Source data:
*** Block opens ***
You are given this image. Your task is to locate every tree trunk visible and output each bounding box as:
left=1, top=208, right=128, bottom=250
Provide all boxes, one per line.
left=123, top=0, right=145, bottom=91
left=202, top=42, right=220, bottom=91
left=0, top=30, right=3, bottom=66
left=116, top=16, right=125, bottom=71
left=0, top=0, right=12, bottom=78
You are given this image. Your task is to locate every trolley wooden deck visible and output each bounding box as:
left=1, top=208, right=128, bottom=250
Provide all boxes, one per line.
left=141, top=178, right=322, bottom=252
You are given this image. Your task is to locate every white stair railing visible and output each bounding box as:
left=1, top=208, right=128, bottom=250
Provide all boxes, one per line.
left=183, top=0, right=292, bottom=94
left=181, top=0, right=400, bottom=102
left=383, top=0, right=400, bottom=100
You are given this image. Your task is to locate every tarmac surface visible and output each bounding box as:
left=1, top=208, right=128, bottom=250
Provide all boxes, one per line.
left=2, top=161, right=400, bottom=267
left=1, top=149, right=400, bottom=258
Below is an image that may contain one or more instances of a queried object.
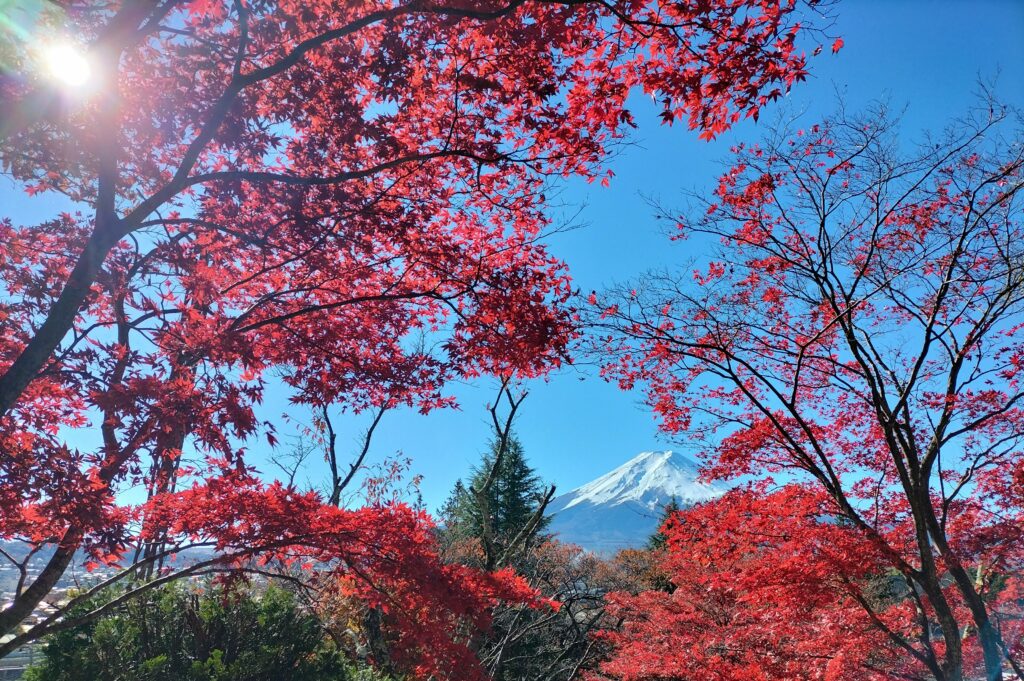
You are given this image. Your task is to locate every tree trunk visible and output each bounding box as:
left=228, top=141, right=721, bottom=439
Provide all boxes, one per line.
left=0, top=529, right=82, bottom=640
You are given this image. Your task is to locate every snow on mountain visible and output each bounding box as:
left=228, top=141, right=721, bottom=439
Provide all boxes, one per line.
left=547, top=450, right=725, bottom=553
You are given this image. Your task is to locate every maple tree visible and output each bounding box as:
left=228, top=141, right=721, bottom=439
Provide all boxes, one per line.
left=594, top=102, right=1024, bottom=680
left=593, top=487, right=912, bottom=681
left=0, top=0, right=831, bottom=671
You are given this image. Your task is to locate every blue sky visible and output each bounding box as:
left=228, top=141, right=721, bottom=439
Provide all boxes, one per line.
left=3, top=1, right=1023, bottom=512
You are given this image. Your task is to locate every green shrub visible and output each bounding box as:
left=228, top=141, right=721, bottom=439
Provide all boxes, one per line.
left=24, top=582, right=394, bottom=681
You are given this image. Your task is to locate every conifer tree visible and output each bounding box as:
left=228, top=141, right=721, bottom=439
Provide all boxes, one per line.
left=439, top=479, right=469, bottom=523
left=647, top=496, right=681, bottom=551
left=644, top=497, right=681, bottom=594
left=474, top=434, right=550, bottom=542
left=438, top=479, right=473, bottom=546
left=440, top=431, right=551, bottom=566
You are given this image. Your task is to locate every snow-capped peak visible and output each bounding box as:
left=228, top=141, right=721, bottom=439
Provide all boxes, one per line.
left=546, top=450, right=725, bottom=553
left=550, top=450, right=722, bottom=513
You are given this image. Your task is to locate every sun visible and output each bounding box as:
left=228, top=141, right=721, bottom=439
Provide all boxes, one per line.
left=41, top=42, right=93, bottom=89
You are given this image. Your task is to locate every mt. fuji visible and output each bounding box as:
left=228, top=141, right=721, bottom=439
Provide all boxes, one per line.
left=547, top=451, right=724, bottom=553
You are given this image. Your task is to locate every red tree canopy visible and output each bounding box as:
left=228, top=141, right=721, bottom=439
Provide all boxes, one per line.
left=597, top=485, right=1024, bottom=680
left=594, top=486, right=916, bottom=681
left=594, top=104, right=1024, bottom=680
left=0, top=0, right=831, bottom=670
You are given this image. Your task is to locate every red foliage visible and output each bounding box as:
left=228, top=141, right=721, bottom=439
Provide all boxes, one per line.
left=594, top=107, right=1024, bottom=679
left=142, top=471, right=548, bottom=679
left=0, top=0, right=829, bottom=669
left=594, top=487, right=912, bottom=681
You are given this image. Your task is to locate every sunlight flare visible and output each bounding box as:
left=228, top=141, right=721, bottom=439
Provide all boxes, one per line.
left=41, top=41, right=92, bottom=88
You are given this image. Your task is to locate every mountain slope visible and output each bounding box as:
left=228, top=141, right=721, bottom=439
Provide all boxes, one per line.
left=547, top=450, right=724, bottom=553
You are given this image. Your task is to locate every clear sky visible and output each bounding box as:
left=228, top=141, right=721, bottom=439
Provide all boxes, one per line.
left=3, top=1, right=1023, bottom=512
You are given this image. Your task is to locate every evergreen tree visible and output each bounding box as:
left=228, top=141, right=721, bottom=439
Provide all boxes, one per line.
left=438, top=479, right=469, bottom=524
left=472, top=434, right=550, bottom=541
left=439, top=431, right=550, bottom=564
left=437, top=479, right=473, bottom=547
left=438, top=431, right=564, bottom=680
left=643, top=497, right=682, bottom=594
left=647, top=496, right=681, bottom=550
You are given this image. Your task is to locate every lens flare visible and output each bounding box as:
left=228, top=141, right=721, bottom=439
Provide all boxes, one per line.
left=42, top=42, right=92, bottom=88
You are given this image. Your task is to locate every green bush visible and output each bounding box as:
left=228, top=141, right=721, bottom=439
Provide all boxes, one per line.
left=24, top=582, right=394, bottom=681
*** Block closes ***
▸ **What you should do**
Leaving out the pictures, repeat all the entries exactly as they stand.

▸ **Solution for this exercise**
You are given this image. Your task is to locate every tree trunk visible and output each bounding box as:
left=1, top=208, right=128, bottom=250
Provide all boxes, one per line.
left=123, top=0, right=145, bottom=91
left=202, top=42, right=220, bottom=91
left=0, top=30, right=3, bottom=66
left=116, top=16, right=125, bottom=71
left=0, top=0, right=12, bottom=78
You are given this image. Your task is to locate every trolley wooden deck visible and output each bounding box as:
left=1, top=208, right=128, bottom=250
Provide all boxes, one per line.
left=141, top=178, right=322, bottom=252
You are given this image. Your task is to locate every white stair railing visible and output each bounding box as:
left=1, top=208, right=128, bottom=250
Provide all boxes, one per line.
left=183, top=0, right=292, bottom=94
left=181, top=0, right=400, bottom=102
left=383, top=0, right=400, bottom=100
You are given this image. Your task is to locate every tarmac surface visible and output each bounding box as:
left=1, top=208, right=128, bottom=250
Provide all boxes, one per line.
left=2, top=161, right=400, bottom=267
left=1, top=149, right=400, bottom=258
Below is an image that may contain one or more instances of a queried object.
You are given this image. Your task is to locate every tree trunk visible and output each bounding box as:
left=228, top=141, right=721, bottom=439
Provide all boxes, one per line.
left=0, top=529, right=82, bottom=640
You are given this image. Your task is to locate every snow on mountain visible and output each bounding box as:
left=228, top=141, right=721, bottom=439
Provide all boxes, one per line.
left=547, top=450, right=725, bottom=553
You are given this image. Your task is to locate every maple tree visible and output each bounding box as:
left=228, top=141, right=721, bottom=439
Provide all boxes, one per line.
left=594, top=102, right=1024, bottom=680
left=593, top=487, right=912, bottom=681
left=0, top=0, right=831, bottom=671
You are given this image. Your task is to locate every blue sky visible and output each bounding box as:
left=228, top=141, right=721, bottom=439
Provide all boxes, one per line.
left=3, top=1, right=1023, bottom=512
You are given this image. Your task is to locate every green shrub visible and output each bounding box as:
left=228, top=141, right=721, bottom=439
Provide all boxes, one per line.
left=24, top=582, right=394, bottom=681
You are given this image. Your task is to locate every conifer tree visible and output each bounding box as:
left=228, top=141, right=721, bottom=439
Provide all boxes, one per line.
left=439, top=479, right=469, bottom=523
left=647, top=496, right=681, bottom=551
left=644, top=497, right=681, bottom=594
left=474, top=434, right=550, bottom=542
left=438, top=479, right=473, bottom=546
left=440, top=431, right=551, bottom=566
You are given this image. Your task is to locate every snow-capped peak visible and output each bounding box as:
left=228, top=141, right=721, bottom=439
Provide all boxes, one per line.
left=546, top=450, right=725, bottom=553
left=550, top=450, right=722, bottom=513
You are given this image. Your task is to locate every sun visible and output each bounding box as:
left=228, top=141, right=721, bottom=439
Provide all boxes, one per line.
left=41, top=42, right=93, bottom=89
You are given this image. Your task is to locate every mt. fuji visible and output each bounding box as:
left=228, top=141, right=721, bottom=439
Provide all boxes, one per line.
left=547, top=451, right=724, bottom=553
You are given this image. Your task is to locate every red tree canopy visible and output each bounding box as:
left=228, top=141, right=721, bottom=439
Provide all boxes, one per line.
left=597, top=485, right=1024, bottom=680
left=594, top=486, right=916, bottom=681
left=594, top=104, right=1024, bottom=680
left=0, top=0, right=831, bottom=670
You are given this image. Your task is to locate every red foliage visible and output each bounding box as:
left=228, top=141, right=721, bottom=439
Provide all boxes, one per line.
left=594, top=107, right=1024, bottom=679
left=142, top=471, right=548, bottom=679
left=0, top=0, right=829, bottom=669
left=594, top=487, right=912, bottom=681
You are given this image. Your task is to locate every sunlight flare visible and output each bounding box as:
left=228, top=141, right=721, bottom=439
Provide all boxes, one per line.
left=41, top=41, right=92, bottom=88
You are given this image. Your task is to locate every mountain slope visible and output each bounding box as:
left=228, top=141, right=721, bottom=439
Provide all boxes, one per line.
left=547, top=450, right=724, bottom=553
You are given this image. Your task is to locate every clear sky visible and output each bounding box as:
left=228, top=141, right=721, bottom=439
Provide all boxes, one per line.
left=3, top=1, right=1023, bottom=512
You are given this image. Your task is to locate every evergreen tree visible and output each bounding box as:
left=228, top=141, right=721, bottom=439
Provide all boxes, one per line.
left=438, top=479, right=469, bottom=524
left=472, top=434, right=550, bottom=541
left=439, top=431, right=550, bottom=564
left=437, top=479, right=473, bottom=547
left=438, top=431, right=564, bottom=680
left=643, top=497, right=682, bottom=594
left=647, top=496, right=681, bottom=550
You are given this image. Your task is to locate every lens flare visible and output each bounding box as:
left=228, top=141, right=721, bottom=439
Provide all boxes, one per line.
left=42, top=42, right=92, bottom=88
You are given this image. Your task is to locate every green bush visible and output each bounding box as:
left=228, top=141, right=721, bottom=439
Provide all boxes, one per line.
left=24, top=582, right=394, bottom=681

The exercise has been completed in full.